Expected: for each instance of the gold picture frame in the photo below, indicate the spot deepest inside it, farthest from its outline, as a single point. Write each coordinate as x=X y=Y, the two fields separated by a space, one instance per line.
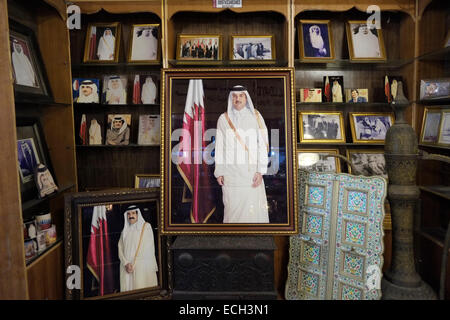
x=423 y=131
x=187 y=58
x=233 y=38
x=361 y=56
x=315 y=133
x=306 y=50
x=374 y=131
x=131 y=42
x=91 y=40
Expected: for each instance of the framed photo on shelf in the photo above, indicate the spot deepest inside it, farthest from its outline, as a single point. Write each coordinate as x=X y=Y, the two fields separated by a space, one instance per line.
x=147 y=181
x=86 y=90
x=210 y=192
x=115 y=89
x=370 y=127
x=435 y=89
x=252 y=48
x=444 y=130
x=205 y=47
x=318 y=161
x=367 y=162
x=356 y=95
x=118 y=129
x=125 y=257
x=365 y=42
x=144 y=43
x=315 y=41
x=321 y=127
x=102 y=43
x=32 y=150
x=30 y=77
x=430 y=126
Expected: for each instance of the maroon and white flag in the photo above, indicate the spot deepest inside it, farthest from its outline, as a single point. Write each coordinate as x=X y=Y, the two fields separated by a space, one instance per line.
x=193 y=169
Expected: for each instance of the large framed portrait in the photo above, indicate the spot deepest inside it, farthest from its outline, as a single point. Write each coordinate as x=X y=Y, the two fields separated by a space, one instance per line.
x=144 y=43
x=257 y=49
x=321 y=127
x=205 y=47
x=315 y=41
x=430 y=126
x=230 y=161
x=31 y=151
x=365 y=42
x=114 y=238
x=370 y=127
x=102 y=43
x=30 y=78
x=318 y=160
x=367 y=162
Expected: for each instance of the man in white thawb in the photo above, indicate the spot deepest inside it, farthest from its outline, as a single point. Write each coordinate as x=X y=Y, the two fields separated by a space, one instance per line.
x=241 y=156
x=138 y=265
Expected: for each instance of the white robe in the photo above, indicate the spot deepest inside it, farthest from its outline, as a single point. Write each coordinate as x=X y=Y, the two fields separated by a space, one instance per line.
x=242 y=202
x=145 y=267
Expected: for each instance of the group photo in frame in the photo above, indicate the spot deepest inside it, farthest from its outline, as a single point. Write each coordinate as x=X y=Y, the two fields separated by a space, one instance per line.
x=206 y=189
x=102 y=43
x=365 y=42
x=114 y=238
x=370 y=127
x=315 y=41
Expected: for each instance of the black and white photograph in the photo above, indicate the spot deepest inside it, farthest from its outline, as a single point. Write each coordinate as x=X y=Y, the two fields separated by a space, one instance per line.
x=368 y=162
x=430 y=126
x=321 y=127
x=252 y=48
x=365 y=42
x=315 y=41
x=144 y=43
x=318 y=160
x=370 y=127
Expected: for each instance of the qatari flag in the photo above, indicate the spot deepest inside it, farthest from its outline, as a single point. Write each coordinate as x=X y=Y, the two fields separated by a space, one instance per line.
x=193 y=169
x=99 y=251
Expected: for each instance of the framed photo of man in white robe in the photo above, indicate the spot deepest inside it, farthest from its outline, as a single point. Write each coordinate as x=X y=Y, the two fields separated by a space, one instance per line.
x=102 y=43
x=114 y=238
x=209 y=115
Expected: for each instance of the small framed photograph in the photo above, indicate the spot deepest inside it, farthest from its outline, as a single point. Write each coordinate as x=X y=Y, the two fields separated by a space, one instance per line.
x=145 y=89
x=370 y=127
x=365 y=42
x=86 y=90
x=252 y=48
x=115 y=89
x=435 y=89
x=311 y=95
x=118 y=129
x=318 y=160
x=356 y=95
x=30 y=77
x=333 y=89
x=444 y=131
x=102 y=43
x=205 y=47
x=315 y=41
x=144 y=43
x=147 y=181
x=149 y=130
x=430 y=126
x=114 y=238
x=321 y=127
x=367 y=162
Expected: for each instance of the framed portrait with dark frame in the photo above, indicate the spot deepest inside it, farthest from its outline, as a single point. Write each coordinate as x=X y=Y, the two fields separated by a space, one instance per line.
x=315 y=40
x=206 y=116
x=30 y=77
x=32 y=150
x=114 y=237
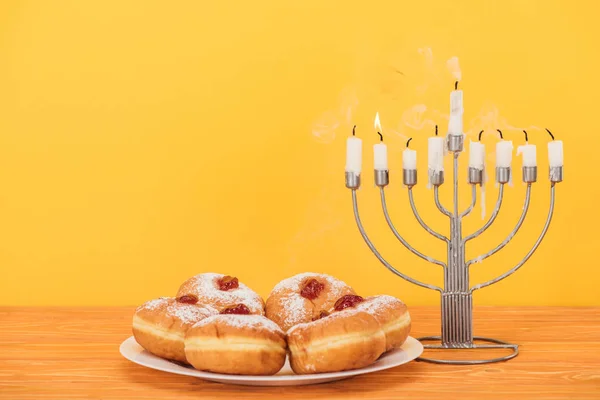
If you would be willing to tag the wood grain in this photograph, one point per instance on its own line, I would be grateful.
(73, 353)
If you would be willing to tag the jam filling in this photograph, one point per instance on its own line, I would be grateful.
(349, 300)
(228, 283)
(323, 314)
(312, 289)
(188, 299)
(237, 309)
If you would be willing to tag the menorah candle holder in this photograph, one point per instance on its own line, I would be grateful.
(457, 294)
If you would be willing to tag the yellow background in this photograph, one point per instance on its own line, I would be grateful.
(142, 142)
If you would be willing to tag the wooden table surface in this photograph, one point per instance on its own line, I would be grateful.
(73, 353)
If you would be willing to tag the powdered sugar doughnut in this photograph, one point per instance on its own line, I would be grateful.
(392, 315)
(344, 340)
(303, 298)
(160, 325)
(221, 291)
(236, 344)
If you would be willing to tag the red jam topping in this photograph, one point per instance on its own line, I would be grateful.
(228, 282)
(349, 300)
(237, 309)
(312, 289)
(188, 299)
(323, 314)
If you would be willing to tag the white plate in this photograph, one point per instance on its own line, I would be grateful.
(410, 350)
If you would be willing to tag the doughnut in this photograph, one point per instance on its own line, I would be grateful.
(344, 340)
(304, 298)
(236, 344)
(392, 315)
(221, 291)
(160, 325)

● EXERCISE DESCRIPTION:
Give every record again word for word, pictures excluded.

● TASK ANSWER:
Expected: for each instance of the gold picture frame in the photo below, indicate the spot deepest inside it, farthest from its outline, as a single point. Write each coordinate as x=X y=Y, the two fields separated by a space, one instance per line.
x=423 y=131
x=187 y=58
x=233 y=38
x=361 y=56
x=315 y=133
x=306 y=50
x=374 y=131
x=131 y=42
x=91 y=40
Expected: for each instance of the framed photo on shelf in the photo above, indicate the spot deepest inside it, farthest from its outline, as a single point. Write each coordinate as x=X y=Y, the two fields separated by a space, one instance per line.
x=147 y=181
x=86 y=90
x=210 y=192
x=115 y=89
x=370 y=127
x=435 y=89
x=252 y=48
x=444 y=130
x=205 y=47
x=318 y=161
x=367 y=162
x=356 y=95
x=118 y=129
x=125 y=257
x=365 y=42
x=144 y=43
x=315 y=41
x=321 y=127
x=102 y=43
x=32 y=150
x=30 y=77
x=430 y=126
Expected: for each instance of the maroon and white flag in the photo above, indicate the spot deepest inside it, farthest from its outline, as a single point. Write each coordinate as x=X y=Y, the two fields separated by a space, one instance per line.
x=193 y=169
Expected: for each instance of the large framed portrait in the photo above, indicate the spot deepest inside it, farthest from its outline, as a single point. Write each coordinate as x=X y=Y, the two fields separated by a space, one instance per line.
x=144 y=43
x=257 y=49
x=321 y=127
x=205 y=47
x=315 y=41
x=430 y=126
x=230 y=161
x=31 y=151
x=365 y=42
x=114 y=238
x=370 y=127
x=102 y=43
x=30 y=78
x=318 y=160
x=367 y=162
Expected: for each instance of the man in white thawb in the photo above, indicate the spot deepest inside it, farthest from its outline, as a single point. Write each coordinate as x=X y=Y, the two fields separated by a space, one instance per line.
x=241 y=156
x=138 y=265
Expected: for each instance of the white robe in the photo above, indicate the spot deepest inside it, farthest from its outline, as a single point. Write each coordinate as x=X y=Y, the two fields separated by a space, one instance per line.
x=242 y=202
x=145 y=267
Expected: for each instance of the group photo in frame in the photo above, indicate the spot deepest inside it, farthest from its outline, as a single point. Write each coordinate as x=X y=Y, the two fields separated by a space, one instance per line.
x=206 y=189
x=102 y=43
x=365 y=42
x=114 y=238
x=370 y=127
x=315 y=41
Expected: for each instance of the black and white photograph in the photo above, indicate the spot deepest inside it, farthest from its outline, as a single point. Write each coordinate as x=X y=Y, the two fields separated by a space, one instance per line.
x=368 y=162
x=430 y=126
x=321 y=127
x=252 y=48
x=365 y=42
x=315 y=41
x=144 y=43
x=318 y=160
x=370 y=127
Expected: for each instance of the qatari flag in the photo above, indicate the spot deepest inside it, farthest from its outline, as a single point. Write each coordinate as x=X y=Y, the two fields separated by a space, one instance per line.
x=193 y=169
x=99 y=251
Expected: for each instance of the framed photo of man in white robe in the photo above, indicate the spot deepest inside it, farthest from its outline, as a single point. Write each coordinate as x=X y=Y, the two fields separated by a space, one instance per line.
x=102 y=43
x=114 y=238
x=209 y=115
Expected: for each instance of the small framed photograph in the photo above, indicate the spot deepest inside it, farthest from its outline, as a single point. Write each coordinate as x=X y=Y, the two fields separated by a space, one instance per line.
x=145 y=89
x=370 y=127
x=365 y=42
x=86 y=90
x=252 y=48
x=115 y=89
x=435 y=89
x=311 y=95
x=118 y=129
x=318 y=160
x=356 y=95
x=30 y=77
x=333 y=89
x=444 y=131
x=102 y=43
x=205 y=47
x=315 y=41
x=144 y=43
x=147 y=181
x=149 y=130
x=430 y=126
x=114 y=238
x=321 y=127
x=367 y=162
Expected: for each instance of the framed portrait with dark frame in the photo above, indicate the spot deepest inside it, farthest from its outline, as a single point. Write each coordinate as x=X y=Y, the two fields separated by a space, one instance per line.
x=315 y=40
x=206 y=116
x=30 y=77
x=32 y=150
x=114 y=237
If you would be willing to tag the wood grain in this photograph, one point per instance on its own line, I would be grateful.
(73, 353)
If you would be willing to tag the jam filling in this photograph, one point per instance on its own line, I would be grateful.
(349, 300)
(228, 283)
(323, 314)
(312, 289)
(188, 299)
(237, 309)
If you would be willing to tag the menorah candle holder in this photograph, one point per instance on its own line, I would be grateful.
(457, 294)
If you would be willing to tag the yellow background in this photograph, one point per instance on its own line, I would be grateful.
(142, 142)
If you would be willing to tag the wooden table surface in this photograph, one point per instance on its own line, I would be grateful.
(73, 353)
If you would be willing to tag the powdered sugar doughnut in this photograph, one point per instance on its own line, I would be grateful.
(392, 315)
(344, 340)
(303, 298)
(160, 325)
(221, 291)
(236, 344)
If you would be willing to tag the red jam topping in this photograph, one point per instance on its own line, I would be grateful.
(228, 282)
(349, 300)
(237, 309)
(312, 289)
(188, 299)
(323, 314)
If you would be willing to tag the white plate in this photograph, one point per instance on its own line, I would be grateful.
(410, 350)
If you would be willing to tag the doughnut in this photograph, one point per instance on its own line, I would be grateful.
(344, 340)
(304, 298)
(236, 344)
(392, 315)
(221, 291)
(160, 325)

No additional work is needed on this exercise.